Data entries
★ ★ ★ ★
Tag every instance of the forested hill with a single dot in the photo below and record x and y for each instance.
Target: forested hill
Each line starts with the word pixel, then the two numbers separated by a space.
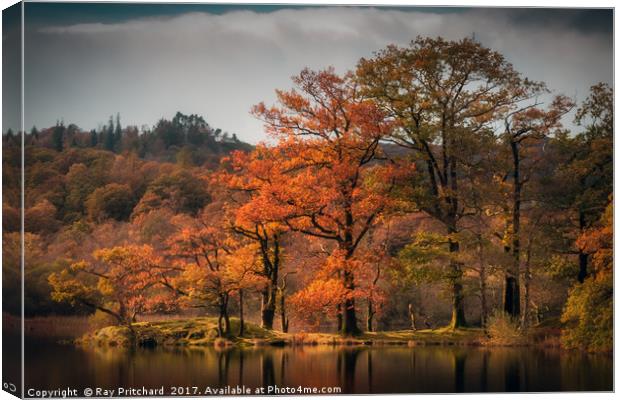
pixel 113 172
pixel 185 138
★ ★ ★ ★
• [Assignment]: Return every entry unchanged and skip the pictures.

• [Written reply]:
Tag every instance of the forested hill with a single dot in the photo below and record x and y for each instance.
Target: forested hill
Each line starts with the word pixel, then the two numbers separated by a space.
pixel 113 172
pixel 185 138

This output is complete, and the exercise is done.